Task details
Swap "netting" for "mesh" in the material, starting at the line that contains "like x=185, y=80." and ending at the line that contains "x=261, y=34". Return only those lines, with everything else left unchanged.

Location identification entries:
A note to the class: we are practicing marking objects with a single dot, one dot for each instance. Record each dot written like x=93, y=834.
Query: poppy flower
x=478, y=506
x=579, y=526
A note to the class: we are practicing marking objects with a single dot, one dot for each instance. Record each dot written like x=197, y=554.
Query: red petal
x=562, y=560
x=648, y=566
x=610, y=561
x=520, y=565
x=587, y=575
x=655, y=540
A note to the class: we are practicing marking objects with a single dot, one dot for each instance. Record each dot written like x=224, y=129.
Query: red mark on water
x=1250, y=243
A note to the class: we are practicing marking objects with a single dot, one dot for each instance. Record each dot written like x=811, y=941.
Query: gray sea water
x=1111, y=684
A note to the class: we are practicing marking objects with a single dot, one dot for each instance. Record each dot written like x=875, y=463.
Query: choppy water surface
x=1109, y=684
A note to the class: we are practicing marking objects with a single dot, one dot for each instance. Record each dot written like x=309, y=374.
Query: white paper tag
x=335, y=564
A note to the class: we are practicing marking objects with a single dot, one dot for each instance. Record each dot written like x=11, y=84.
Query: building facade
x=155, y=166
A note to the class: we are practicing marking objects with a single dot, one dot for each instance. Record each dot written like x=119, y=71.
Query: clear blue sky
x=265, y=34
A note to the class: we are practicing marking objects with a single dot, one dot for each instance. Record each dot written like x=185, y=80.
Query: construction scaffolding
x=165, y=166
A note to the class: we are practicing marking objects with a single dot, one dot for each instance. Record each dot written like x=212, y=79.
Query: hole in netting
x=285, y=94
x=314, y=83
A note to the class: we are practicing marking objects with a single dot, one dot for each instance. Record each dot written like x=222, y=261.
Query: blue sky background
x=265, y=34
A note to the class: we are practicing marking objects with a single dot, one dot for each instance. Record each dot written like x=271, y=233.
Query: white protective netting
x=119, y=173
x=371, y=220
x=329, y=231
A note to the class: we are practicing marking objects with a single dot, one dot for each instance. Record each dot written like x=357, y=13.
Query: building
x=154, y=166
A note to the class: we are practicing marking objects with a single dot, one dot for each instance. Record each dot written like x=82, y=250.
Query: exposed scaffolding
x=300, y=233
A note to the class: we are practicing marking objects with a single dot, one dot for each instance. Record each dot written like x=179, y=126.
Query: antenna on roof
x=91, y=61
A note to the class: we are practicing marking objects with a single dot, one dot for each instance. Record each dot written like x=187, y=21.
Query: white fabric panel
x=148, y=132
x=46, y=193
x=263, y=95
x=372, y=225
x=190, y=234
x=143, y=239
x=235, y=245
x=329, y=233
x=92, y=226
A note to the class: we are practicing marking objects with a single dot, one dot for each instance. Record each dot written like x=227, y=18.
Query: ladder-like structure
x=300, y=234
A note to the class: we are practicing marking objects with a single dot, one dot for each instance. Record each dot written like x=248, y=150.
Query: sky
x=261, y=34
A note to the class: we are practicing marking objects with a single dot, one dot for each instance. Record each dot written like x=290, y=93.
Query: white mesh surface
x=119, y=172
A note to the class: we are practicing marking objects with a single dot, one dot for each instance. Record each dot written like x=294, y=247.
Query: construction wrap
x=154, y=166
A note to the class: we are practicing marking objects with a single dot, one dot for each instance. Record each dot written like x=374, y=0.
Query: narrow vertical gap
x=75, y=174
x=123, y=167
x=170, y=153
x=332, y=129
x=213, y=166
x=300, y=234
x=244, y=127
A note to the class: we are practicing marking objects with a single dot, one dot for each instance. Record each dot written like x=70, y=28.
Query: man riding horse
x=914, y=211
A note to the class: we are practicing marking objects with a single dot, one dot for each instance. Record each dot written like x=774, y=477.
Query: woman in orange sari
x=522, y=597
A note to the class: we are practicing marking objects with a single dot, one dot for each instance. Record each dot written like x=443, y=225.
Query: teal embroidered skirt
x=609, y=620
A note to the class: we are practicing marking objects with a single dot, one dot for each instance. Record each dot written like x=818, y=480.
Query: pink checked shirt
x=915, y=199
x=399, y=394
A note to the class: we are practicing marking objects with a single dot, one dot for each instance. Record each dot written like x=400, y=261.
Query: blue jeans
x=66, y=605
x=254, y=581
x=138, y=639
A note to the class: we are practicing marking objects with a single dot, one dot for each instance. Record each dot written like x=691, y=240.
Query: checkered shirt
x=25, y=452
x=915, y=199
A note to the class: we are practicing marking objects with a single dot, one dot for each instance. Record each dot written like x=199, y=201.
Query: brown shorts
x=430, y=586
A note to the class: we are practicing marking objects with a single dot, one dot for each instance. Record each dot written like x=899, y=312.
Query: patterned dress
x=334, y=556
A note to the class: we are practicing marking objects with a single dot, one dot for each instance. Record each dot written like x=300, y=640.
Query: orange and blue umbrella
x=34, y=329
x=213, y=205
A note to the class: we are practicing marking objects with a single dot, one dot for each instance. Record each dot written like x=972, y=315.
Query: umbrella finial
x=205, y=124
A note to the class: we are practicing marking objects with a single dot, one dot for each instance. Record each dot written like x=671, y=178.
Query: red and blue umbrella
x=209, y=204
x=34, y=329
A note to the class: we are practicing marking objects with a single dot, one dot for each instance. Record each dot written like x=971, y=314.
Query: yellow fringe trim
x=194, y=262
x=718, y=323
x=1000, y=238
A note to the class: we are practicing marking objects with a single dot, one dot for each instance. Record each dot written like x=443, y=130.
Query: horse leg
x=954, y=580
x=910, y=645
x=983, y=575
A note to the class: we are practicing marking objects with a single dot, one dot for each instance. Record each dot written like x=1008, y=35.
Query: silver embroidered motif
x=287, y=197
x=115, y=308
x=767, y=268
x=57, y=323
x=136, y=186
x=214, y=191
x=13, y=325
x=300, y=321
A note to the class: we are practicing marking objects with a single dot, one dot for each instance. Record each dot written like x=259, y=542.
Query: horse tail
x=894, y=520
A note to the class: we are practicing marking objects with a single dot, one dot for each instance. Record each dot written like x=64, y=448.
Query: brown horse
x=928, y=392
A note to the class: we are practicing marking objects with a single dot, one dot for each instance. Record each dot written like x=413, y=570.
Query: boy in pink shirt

The output
A note to the class: we are practicing marking objects with a single dot, one dot for each instance. Record each dot written like x=185, y=80.
Query: construction scaffolding
x=165, y=166
A note to the class: we are practicing marking objects with a single dot, one dot for each instance. Record each dot written like x=212, y=79.
Query: hole in mesh
x=285, y=94
x=314, y=83
A note to the class: we are practicing marking objects with a single dot, one dot for each instance. Record each dot written like x=222, y=261.
Query: blue sky background
x=265, y=34
A note to the class: we are practicing marking objects with a single dot, one dot for each instance. Record each dot written like x=271, y=233.
Query: white protective mesh
x=119, y=173
x=371, y=220
x=329, y=231
A note to the class: we are practicing marking objects with a single dot, one dot for each instance. Record each dot written like x=357, y=13.
Query: building
x=154, y=166
A note to the class: we are practicing marking objects with a single dot, one dot for each instance. Record each dot written like x=82, y=250.
Query: exposed scaffolding
x=300, y=233
A note to the class: we are practicing marking objects with a single dot, one dot for each instance. Record each dot written like x=179, y=126.
Query: antenna on roof
x=91, y=61
A note to the class: we are practicing marking objects with a single dot, one dot for each instance. Record each dot written like x=187, y=21.
Query: white fabric panel
x=148, y=132
x=46, y=193
x=263, y=95
x=372, y=225
x=190, y=234
x=143, y=239
x=235, y=245
x=329, y=233
x=92, y=226
A note to the class: we are practicing marking objects with a single dot, one dot for each instance. Record each dot written like x=227, y=18.
Query: ladder-like structure
x=300, y=234
A note to the class: we are practicing marking objects with a single dot, one dot for each instance. Record each dot written like x=248, y=150.
Query: sky
x=261, y=34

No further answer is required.